### [What to work on]
Recast the records as a JSON list of strings with one string per line and blank lines omitted, starting at the line that contains "of the woman's" and ending at the last line of the records.

(Dataset rows showing where objects appear)
--- Begin ---
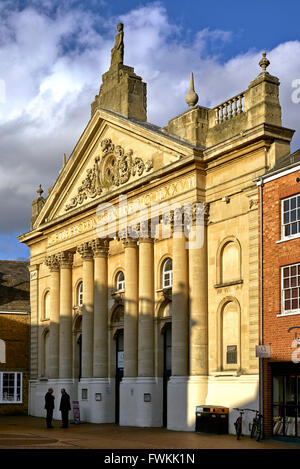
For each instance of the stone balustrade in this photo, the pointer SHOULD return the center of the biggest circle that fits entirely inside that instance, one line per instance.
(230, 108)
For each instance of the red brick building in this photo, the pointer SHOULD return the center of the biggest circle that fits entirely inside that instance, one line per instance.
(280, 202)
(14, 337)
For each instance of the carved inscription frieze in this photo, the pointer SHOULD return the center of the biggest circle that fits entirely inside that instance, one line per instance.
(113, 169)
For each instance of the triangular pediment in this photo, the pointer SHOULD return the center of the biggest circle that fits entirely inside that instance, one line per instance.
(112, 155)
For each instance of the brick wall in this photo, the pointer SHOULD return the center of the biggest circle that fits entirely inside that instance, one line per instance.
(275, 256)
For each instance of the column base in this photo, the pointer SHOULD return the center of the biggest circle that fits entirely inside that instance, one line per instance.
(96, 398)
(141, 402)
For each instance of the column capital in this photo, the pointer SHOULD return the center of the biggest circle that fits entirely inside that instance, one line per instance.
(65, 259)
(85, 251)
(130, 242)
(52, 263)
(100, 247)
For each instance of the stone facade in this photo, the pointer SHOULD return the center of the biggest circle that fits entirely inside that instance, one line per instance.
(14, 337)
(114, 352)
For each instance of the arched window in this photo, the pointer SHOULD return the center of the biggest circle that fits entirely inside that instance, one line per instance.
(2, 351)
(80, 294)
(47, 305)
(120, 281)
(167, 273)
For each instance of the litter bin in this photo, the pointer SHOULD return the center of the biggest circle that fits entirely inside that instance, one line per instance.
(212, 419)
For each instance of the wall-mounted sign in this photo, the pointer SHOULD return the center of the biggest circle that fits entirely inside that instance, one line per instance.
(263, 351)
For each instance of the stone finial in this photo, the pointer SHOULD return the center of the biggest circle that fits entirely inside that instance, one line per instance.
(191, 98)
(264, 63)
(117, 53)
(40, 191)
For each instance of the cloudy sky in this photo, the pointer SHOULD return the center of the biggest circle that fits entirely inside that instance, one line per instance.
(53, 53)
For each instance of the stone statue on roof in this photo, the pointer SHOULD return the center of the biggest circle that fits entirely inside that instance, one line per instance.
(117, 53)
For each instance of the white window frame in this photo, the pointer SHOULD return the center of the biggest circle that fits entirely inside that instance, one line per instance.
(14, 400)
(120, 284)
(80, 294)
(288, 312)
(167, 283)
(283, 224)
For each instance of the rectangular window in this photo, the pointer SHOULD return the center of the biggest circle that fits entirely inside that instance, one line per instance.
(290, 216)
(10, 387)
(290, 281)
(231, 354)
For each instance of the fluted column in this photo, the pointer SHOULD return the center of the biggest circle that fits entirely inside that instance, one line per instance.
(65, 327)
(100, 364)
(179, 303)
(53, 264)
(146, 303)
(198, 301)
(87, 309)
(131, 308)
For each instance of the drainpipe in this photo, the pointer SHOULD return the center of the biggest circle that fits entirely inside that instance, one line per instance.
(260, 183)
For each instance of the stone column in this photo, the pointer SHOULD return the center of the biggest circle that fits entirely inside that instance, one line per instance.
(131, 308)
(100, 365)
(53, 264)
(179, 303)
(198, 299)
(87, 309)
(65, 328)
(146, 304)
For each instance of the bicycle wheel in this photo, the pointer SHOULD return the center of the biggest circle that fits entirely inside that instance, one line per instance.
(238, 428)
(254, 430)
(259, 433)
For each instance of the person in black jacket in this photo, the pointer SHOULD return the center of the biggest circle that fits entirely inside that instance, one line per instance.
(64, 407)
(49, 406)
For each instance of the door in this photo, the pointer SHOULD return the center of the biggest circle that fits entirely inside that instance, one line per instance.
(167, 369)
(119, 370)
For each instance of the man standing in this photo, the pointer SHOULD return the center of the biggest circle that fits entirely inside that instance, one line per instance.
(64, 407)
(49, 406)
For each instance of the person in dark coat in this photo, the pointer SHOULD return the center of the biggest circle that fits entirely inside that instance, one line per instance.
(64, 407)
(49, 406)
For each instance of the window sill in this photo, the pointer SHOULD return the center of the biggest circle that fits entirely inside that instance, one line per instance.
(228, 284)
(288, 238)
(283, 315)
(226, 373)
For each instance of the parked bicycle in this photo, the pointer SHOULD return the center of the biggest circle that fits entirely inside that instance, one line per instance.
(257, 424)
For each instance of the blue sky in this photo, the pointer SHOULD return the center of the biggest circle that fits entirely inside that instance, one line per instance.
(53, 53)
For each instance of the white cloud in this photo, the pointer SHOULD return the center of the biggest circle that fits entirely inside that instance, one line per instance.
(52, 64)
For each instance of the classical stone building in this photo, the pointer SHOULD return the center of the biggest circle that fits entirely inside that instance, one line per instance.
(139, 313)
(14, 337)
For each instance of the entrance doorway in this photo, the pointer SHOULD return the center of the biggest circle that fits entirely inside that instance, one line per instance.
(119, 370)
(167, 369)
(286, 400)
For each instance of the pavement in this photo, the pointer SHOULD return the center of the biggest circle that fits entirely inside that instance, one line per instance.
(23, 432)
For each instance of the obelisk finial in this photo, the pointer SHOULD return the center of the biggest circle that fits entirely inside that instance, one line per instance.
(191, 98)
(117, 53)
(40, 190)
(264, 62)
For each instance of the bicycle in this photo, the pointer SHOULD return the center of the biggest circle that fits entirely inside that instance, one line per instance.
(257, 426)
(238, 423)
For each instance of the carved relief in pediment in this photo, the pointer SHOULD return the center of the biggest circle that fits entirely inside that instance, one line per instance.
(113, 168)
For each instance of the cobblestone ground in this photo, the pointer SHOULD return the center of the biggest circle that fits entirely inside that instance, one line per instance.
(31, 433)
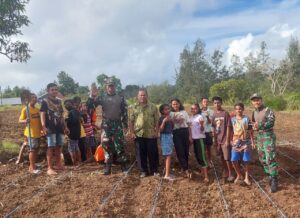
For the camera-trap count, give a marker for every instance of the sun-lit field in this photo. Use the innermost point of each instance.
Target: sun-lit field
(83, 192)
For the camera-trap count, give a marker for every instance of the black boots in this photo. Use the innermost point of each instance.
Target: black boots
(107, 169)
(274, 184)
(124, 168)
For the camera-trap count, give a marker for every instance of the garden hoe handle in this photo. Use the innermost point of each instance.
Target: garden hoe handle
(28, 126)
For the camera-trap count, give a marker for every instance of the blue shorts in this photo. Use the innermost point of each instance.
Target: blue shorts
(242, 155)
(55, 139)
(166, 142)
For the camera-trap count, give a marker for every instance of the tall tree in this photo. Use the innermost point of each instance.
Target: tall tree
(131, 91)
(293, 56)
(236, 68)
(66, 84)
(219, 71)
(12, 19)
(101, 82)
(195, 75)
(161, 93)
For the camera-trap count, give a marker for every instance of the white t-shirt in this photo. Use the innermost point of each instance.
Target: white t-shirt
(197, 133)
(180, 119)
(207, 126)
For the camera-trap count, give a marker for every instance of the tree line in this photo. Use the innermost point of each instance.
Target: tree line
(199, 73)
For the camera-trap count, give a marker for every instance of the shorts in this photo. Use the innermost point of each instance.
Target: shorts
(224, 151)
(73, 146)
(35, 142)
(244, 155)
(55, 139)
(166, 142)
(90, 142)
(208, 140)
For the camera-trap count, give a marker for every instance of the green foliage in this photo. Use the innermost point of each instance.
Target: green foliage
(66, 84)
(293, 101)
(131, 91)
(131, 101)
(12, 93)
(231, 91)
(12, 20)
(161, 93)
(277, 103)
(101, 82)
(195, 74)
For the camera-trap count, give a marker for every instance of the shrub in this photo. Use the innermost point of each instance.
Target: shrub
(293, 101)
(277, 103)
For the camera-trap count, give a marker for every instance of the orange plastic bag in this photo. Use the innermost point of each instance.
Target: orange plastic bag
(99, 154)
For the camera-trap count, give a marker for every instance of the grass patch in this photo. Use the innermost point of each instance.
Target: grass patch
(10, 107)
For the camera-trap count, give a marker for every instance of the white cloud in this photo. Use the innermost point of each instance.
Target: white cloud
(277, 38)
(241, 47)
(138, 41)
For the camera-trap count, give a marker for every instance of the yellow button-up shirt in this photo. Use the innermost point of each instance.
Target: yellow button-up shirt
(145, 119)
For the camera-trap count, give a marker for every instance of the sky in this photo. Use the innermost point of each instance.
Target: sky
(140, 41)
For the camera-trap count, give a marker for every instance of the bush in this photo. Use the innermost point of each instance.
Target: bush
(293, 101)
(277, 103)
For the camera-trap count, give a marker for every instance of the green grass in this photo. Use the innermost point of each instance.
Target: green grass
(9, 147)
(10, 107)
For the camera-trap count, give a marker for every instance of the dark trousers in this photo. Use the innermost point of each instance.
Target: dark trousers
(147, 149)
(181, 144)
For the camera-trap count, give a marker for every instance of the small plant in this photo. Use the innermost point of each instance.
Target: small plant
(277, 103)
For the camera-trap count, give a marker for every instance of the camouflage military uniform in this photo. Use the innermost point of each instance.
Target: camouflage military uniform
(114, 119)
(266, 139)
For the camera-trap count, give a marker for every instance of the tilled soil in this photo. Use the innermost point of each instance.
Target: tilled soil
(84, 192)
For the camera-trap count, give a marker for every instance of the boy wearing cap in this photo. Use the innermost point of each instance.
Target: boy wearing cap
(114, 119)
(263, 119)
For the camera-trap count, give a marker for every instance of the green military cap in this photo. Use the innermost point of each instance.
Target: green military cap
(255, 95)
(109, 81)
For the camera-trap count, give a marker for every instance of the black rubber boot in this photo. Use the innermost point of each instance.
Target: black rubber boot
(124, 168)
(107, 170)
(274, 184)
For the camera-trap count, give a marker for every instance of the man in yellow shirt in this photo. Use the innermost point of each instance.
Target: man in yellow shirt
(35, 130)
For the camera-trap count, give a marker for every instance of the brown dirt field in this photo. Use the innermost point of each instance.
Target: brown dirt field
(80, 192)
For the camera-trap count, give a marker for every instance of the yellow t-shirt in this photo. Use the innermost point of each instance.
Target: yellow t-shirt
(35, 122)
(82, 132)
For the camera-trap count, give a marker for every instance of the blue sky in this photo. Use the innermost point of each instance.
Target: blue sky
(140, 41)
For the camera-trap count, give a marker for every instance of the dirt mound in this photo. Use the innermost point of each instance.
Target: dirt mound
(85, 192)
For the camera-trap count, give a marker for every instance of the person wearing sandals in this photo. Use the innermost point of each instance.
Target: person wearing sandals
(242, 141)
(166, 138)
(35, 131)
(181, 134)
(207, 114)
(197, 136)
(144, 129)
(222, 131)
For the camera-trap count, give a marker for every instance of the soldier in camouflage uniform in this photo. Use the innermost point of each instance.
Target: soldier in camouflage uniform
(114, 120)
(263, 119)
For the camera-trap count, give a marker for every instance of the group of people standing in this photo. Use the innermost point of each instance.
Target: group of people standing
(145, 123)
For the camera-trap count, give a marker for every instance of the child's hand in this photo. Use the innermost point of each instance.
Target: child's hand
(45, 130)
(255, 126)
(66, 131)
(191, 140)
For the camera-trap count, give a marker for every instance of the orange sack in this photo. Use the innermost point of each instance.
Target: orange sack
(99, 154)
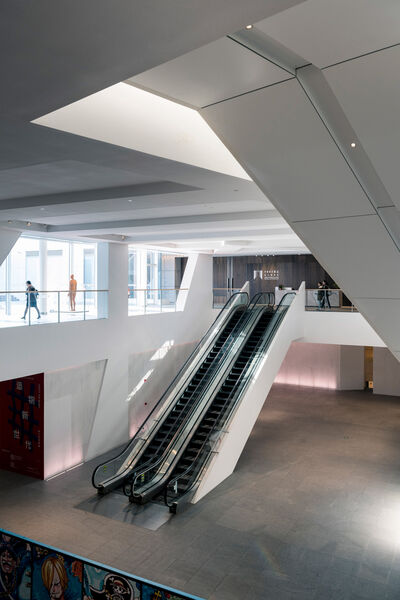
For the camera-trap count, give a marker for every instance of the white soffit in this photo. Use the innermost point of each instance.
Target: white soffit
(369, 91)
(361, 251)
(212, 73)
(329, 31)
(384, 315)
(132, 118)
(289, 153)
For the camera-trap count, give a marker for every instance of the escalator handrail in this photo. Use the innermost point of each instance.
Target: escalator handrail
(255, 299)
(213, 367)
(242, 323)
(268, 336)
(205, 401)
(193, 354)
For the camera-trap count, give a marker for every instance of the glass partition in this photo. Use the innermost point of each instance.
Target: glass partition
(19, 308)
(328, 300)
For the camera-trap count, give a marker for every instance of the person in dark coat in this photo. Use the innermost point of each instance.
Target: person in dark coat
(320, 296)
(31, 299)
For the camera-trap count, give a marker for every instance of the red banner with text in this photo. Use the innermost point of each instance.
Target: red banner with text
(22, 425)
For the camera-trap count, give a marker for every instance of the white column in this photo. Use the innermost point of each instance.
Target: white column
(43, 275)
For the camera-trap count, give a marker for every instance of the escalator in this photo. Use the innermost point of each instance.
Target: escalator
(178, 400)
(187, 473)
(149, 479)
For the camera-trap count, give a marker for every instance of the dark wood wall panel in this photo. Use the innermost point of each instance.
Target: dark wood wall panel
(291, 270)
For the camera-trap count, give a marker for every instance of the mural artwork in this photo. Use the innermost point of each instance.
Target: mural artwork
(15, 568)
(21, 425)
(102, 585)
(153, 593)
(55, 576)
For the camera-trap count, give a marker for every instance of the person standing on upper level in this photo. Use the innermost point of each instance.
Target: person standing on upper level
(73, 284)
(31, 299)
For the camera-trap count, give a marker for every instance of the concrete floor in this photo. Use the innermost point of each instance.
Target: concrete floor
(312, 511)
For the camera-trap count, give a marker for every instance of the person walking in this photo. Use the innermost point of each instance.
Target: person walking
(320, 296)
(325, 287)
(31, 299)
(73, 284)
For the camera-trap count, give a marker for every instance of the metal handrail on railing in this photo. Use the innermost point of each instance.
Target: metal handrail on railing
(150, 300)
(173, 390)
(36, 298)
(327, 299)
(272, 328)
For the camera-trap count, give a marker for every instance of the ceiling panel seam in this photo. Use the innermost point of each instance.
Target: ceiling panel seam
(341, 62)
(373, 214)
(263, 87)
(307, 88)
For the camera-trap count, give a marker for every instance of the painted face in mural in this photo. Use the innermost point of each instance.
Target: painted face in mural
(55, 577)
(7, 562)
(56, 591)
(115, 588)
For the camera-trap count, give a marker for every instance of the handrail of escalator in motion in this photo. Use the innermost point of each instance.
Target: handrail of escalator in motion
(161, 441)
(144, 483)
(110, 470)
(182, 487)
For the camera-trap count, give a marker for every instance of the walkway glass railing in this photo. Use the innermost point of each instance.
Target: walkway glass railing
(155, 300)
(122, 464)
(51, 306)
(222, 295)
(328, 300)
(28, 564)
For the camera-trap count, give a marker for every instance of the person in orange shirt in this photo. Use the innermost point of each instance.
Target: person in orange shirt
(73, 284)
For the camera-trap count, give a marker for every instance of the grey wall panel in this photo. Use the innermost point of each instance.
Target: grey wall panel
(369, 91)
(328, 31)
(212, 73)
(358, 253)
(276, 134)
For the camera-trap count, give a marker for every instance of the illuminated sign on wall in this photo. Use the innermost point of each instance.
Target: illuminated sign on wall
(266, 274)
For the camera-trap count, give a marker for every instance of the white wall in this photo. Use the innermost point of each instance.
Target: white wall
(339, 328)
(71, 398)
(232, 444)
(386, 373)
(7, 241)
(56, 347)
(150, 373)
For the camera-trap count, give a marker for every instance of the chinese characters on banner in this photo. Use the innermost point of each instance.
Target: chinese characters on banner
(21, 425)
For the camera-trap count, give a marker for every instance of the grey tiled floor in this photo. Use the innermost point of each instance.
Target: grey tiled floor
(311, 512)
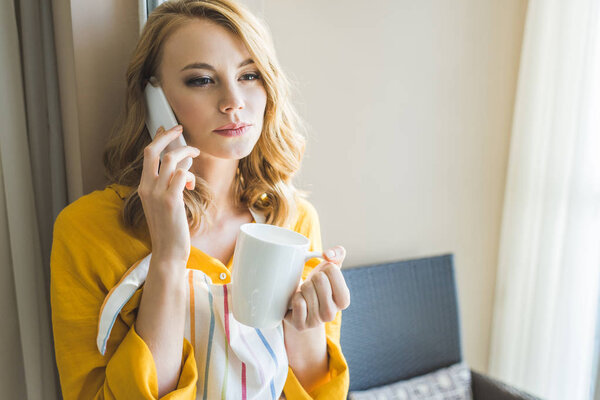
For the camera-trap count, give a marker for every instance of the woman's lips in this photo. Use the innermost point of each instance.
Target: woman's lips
--- End ---
### [Solution for this task]
[
  "For the camera-trap count, give a marker for every instance of the woman's lips in this photo. Use the innermost point of each instance.",
  "Target: woman's lips"
]